[Dataset entries]

BEGIN

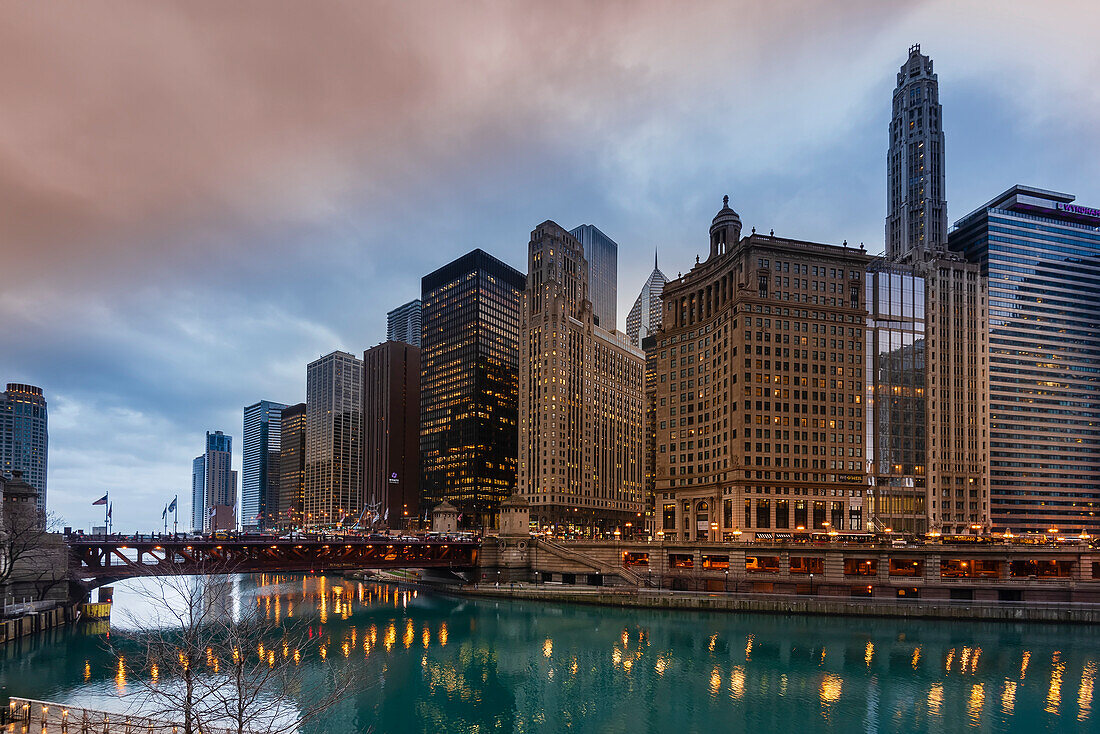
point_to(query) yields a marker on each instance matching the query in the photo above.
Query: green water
(426, 663)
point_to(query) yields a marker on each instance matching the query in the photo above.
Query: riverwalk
(1052, 612)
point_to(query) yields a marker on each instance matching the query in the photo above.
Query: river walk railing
(51, 718)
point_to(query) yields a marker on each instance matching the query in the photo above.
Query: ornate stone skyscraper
(956, 390)
(916, 199)
(580, 397)
(645, 317)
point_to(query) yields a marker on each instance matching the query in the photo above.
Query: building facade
(916, 198)
(645, 316)
(760, 390)
(260, 464)
(1040, 253)
(292, 473)
(581, 398)
(392, 434)
(24, 436)
(333, 485)
(469, 385)
(213, 485)
(403, 324)
(895, 403)
(956, 461)
(602, 254)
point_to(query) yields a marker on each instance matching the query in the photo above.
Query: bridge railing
(50, 716)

END

ABOUT THIS TASK >>
Output all of the data word for word, excluding any pictures.

ANSWER >>
point_to(query) yields a marker on each instance matching the query in the photo above.
Query: green water
(426, 663)
point_to(query) yields a marker on each instance matching the query in the photo above.
Query: riverwalk
(1052, 612)
point_to(query) yields a marker on each instance matching the query in the photo above.
Query: river walk railing
(51, 718)
point_to(query) yields a marker on each instance matching the query in the photo above.
Query: ornate stone skyscraper
(956, 390)
(916, 199)
(580, 397)
(645, 317)
point_to(query) yields a marker on each instance matching the query in the photo above.
Query: building facade
(916, 198)
(645, 316)
(760, 390)
(260, 464)
(1040, 253)
(292, 473)
(581, 398)
(392, 434)
(24, 436)
(333, 485)
(469, 385)
(213, 485)
(403, 324)
(895, 403)
(956, 461)
(602, 254)
point_to(query) yields a marker on each instance matching the query in the photo above.
Query: bridge railing
(50, 716)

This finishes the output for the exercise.